— Required tasks —
1 > List the kinds of infrastructure that the Haiti policy statement says suffered $1 billion in damage from last year's storms.
2 > Extend the Haiti policy statement, beginning right after its final sentence.

===== Document extract

Haiti Policy Statement for the Obama Team
Ezili's Haitian Lawyers Leadership Network ("HLLN") January 17, 2009
EXECUTIVE SUMMARY: A New US-Haiti Partnership is essential. Below is the Haitian Lawyers Leadership Network (HLLN)'s policy statement. It outlines what Haitian-Americans are working to change in collaboration with the new US Congress and President Obama so to implement a more effective foreign polity with Haiti that centers on promoting sustainable development, self-sufficiency, and a sovereign, prosperous and stable Haiti.
INTRODUCTION
Haitian-Americans proposal for Action/Resolution:
Priorities
Stop the United States' unequal immigration treatment of Haitian refugees, grant Temporary Protected Status (TPS) and work permits to Haitian nationals in the US with a specification to stop all deportations until Haiti has recovered from the ravages of hurricanes, floods and instability. Haitians in the United States should receive equal treatment and protection under all the immigration laws. Four tropical storms and hurricanes battered Haiti during last year's harvest season, killing almost 1,000 people nationwide, decimating Haiti's agriculture and causing $1 billion in damage to irrigation, bridges and roads. Haiti qualifies for Temporary Protected Status (TPS) and should be granted this disaster relief.
But, the U.S. has never granted Haitians TPS, which permits short-term residency to nationals from countries that are enduring political or environmental turbulence. In 2002 the Bush administration renewed TPS for Nicaraguan and Honduran immigrants owing to Hurricane Mitch in 1998. At this point, Haiti is in much worse shape than Central Americans were at the time. The damage in Haiti is worst than three times the damage left after Hurricane Katrina in New Orleans. In Haiti, mudslides still cover entire towns. Houses are flooded. Schools have collapsed on children and people are starving. It's inhumane to deport Haitian back to Haiti under these devastating conditions, where they will find no home, no employment, no food, no personal safety and security.

==========
===== Source excerpt

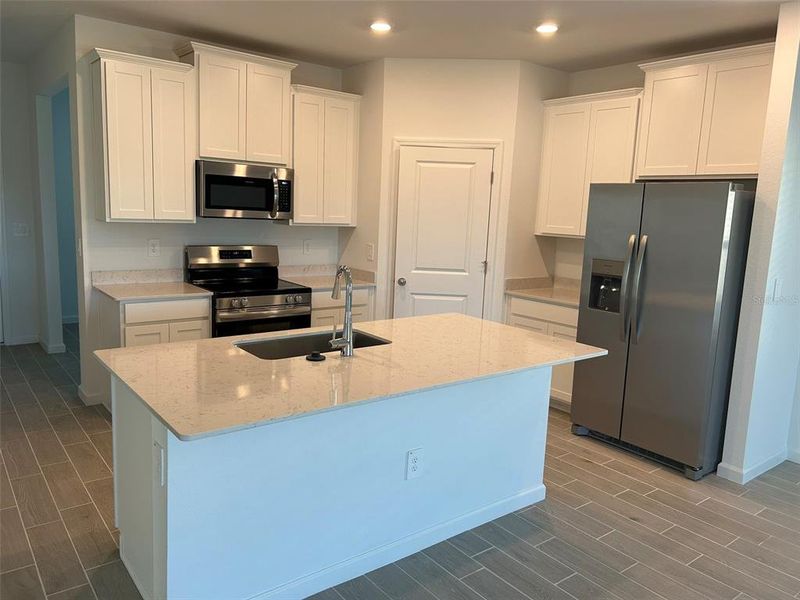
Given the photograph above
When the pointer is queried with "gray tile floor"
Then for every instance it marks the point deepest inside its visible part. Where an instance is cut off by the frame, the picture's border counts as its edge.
(613, 526)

==========

— Response list —
1 > Irrigation, bridges, roads

2 >
2. End the UN military occupation
The U.N. troops in Haiti are paid $601.58 million per year and have been in Haiti for four years. That is $50.13 million per month, $1.64 million per day. Yet, during the recent floods and hurricane season in Haiti, the Haitian President had to call for international help from the international community. Wasn't that help already in Haiti, to the tune of 9,000 U.N. - MINUSTAH- troops already cashing in $1.64 million per day? Why are they there, if incapable of providing emergency help? If they had not one amphibious unit, temporary bridge, caravan of trucks or equipment to reach Haitians in distress, what use are they to the people of Haiti? Are their war tanks, heavy artillery, guns and military presence in Haiti making Haitians more secure, more safe, more free, more prosperous, better nourished, educated and healthier than before they landed four years ago? No.
End the UN military occupation. Haiti needs development/infrastructure assistance, poverty reduction assistance, tractors not tanks and guns. Community policing, not war soldiers.
3. Cancel immediately and without conditions all Haiti debt to international financial institutions, including old Duvalier-dictatorship debts
Haiti is suffering famine, the repercussions of the 2004 US-supported coup d'etat and the ravages of the greatest natural disaster in remembered history, three times greater than the Katrina damage. Yet, instead of using its resources to provide relief for its people, Haiti is forced to pay out in excess of one million dollars, per month, to foreign banks.
4. Began reciprocal trade.
Stop failed policies and effectively trading through USAID, churches and predator NGOs. A great portion of food aid from such entities do not reach the intended beneficiaries in Haiti and, end up for sale in the marketplace. Start fair trading with Haiti and supporting grassroots, indigenous Haiti capacity building organizations. USAID denies Haitian sovereignty and progress by blocking, declining, subverting any direct assistance to empower the Haitian government while engineering so that the majority of Haiti's national budget (provided by the international community as a consequence the 2004 Bush/USAID regime change) is currently managed by its approved non-governmental organizations. For instance, some 800 NGOs control part of the budget, thoroughly undermining the state's ability to deal with the famine and food crisis.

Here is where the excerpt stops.